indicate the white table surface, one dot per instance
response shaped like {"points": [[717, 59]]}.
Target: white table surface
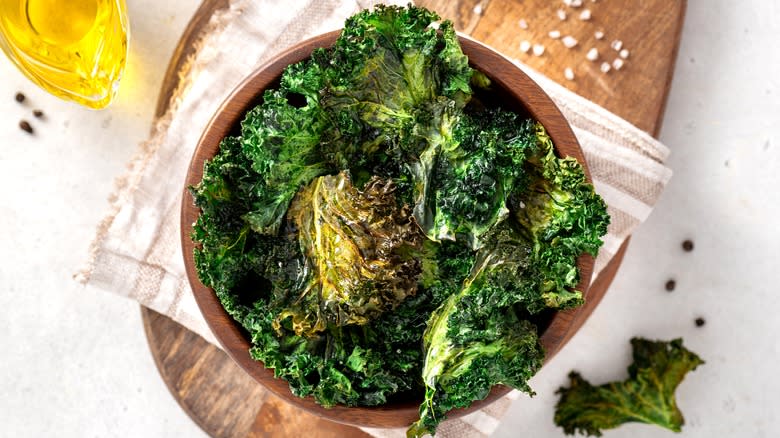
{"points": [[76, 363]]}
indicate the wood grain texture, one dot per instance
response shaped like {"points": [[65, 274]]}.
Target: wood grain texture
{"points": [[177, 355], [649, 29], [510, 86]]}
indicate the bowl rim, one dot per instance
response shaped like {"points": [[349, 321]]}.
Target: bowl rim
{"points": [[504, 73]]}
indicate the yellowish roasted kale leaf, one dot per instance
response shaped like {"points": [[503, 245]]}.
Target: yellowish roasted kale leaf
{"points": [[360, 249], [647, 396]]}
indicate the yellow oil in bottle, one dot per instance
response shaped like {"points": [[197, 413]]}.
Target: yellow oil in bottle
{"points": [[75, 49]]}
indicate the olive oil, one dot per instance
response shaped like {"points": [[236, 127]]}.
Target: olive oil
{"points": [[75, 49]]}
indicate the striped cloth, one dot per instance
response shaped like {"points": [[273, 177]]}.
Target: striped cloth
{"points": [[136, 252]]}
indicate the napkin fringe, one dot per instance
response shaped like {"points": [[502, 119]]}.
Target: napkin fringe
{"points": [[126, 184]]}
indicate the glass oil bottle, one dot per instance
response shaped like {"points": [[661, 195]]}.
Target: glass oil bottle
{"points": [[75, 49]]}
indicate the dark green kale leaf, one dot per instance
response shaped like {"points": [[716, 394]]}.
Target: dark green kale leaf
{"points": [[282, 141], [472, 164], [563, 217], [464, 360], [647, 396], [389, 69]]}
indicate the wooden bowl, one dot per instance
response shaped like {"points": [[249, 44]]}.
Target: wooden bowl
{"points": [[511, 87]]}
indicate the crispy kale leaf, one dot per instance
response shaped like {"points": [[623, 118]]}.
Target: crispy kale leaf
{"points": [[282, 141], [341, 292], [386, 73], [464, 177], [561, 214], [465, 359], [647, 395], [359, 252]]}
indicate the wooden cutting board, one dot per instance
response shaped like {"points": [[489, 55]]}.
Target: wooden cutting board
{"points": [[225, 401]]}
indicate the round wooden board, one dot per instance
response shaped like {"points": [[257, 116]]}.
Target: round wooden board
{"points": [[220, 397]]}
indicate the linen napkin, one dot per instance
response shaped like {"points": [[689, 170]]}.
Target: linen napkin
{"points": [[136, 251]]}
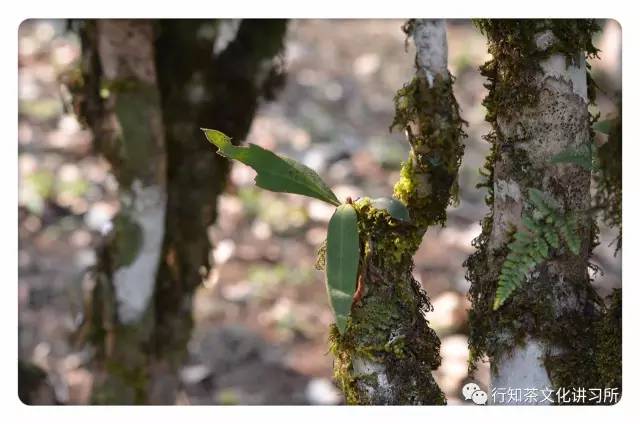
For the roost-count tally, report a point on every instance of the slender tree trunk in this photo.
(122, 106)
(388, 351)
(545, 336)
(148, 88)
(199, 89)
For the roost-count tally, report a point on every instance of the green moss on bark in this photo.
(577, 358)
(431, 118)
(387, 326)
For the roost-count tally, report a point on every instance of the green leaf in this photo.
(275, 173)
(343, 255)
(396, 208)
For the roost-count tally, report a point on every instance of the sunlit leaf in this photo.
(343, 253)
(274, 173)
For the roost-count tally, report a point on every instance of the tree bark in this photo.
(148, 88)
(388, 351)
(544, 336)
(122, 106)
(221, 91)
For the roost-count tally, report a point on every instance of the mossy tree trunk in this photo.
(548, 334)
(148, 86)
(388, 352)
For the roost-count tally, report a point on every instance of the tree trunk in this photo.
(135, 74)
(388, 352)
(199, 90)
(544, 336)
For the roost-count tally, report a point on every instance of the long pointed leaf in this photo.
(275, 173)
(343, 254)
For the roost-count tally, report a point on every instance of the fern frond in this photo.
(544, 227)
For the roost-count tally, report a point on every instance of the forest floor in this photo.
(264, 306)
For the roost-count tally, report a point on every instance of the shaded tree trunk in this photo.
(388, 351)
(148, 88)
(545, 336)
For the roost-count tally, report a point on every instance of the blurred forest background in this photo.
(262, 316)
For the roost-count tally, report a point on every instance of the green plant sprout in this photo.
(285, 175)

- Work task -
Pictures aside, retype all of the entries word for word.

- Response -
indicate the white table surface, one dot per instance
response shaped like {"points": [[717, 59]]}.
Target: white table surface
{"points": [[76, 363]]}
indicate the wood grain texture, one dot per instance
response shaped like {"points": [[65, 274]]}.
Target: wood grain texture
{"points": [[177, 355], [649, 29], [510, 86]]}
indicate the bowl rim, one dot per instance
response shaped like {"points": [[349, 321]]}.
Target: bowl rim
{"points": [[504, 73]]}
indicate the yellowish roasted kale leaf, one dot per instance
response shaped like {"points": [[503, 245]]}.
Target: yellowish roasted kale leaf
{"points": [[360, 249], [647, 396]]}
indicate the yellow oil in bottle, one dot per instance
response shaped like {"points": [[197, 413]]}.
Target: yellow oil in bottle
{"points": [[75, 49]]}
indicate the olive oil, one dot per instance
response shaped like {"points": [[236, 127]]}.
Target: olive oil
{"points": [[75, 49]]}
indicate the striped cloth, one dot per instance
response shaped like {"points": [[273, 177]]}.
Target: striped cloth
{"points": [[136, 252]]}
indicate the napkin fringe, one dot per instance
response shaped like {"points": [[502, 119]]}.
Target: napkin fringe
{"points": [[126, 184]]}
indicate the glass oil bottle, one dot per instance
response shaped like {"points": [[661, 195]]}.
Target: glass oil bottle
{"points": [[75, 49]]}
indicate the dark green kale leaf, one dot per instance
response shaped like {"points": [[716, 394]]}.
Target: dark green kale leaf
{"points": [[282, 141], [472, 164], [563, 217], [464, 360], [647, 396], [389, 69]]}
indicate the wooden bowl, one dot per instance
response shaped like {"points": [[249, 44]]}.
Target: wooden bowl
{"points": [[511, 87]]}
indicate the crispy kale leaf, one dot per instance
response shaped like {"points": [[623, 118]]}.
Target: crispy kale leaf
{"points": [[282, 141], [341, 292], [386, 73], [464, 177], [561, 214], [465, 359], [647, 395], [359, 252]]}
indicate the wooden cutting board, one dot per instance
response shaped like {"points": [[489, 55]]}.
Target: wooden cutting board
{"points": [[225, 401]]}
indicate the round wooden board, one dot per instance
response shaped like {"points": [[257, 116]]}.
Target: round wooden board
{"points": [[220, 397]]}
indicate the linen napkin, one dot per instance
response shaped like {"points": [[689, 170]]}.
Target: linen napkin
{"points": [[136, 251]]}
For the roost-count tally, report a point on every instance of the slender tree trunk in this photo.
(122, 106)
(388, 351)
(545, 336)
(148, 88)
(199, 89)
For the roost-count tally, report a point on every instance of the green moss on bark in this photo.
(577, 358)
(431, 118)
(387, 326)
For the roost-count tally, report a point on every instance of the green leaf in this photo.
(275, 173)
(343, 255)
(396, 208)
For the roost-count tally, report a point on every instance of the sunlit leaf in this photo.
(343, 253)
(274, 173)
For the roost-count tally, report a point on every instance of the tree bark in this photo.
(148, 88)
(388, 351)
(544, 336)
(122, 106)
(221, 91)
For the roost-count tally, report a point on every instance of the mossy tree trunk in this photo.
(548, 334)
(148, 86)
(388, 352)
For the roost-count tally, report a point on every instance of the tree trunk in this photo.
(135, 74)
(388, 352)
(199, 90)
(544, 336)
For the roost-count tally, report a point on every instance of the long pointed leaf in this photo.
(275, 173)
(343, 254)
For the roost-count tally, report a point on every instance of the fern frond in this photo.
(544, 227)
For the roost-count tally, report a point on every instance of the forest floor in this photo.
(264, 306)
For the roost-count tally, report a point on every instance of the shaded tree trunk in this photo.
(388, 351)
(148, 88)
(545, 336)
For the roost-count tally, report a point on every instance of the blurred forest background in this photo.
(262, 316)
For the roost-count tally, report a point on every instance of the green plant sprout in this photo.
(285, 175)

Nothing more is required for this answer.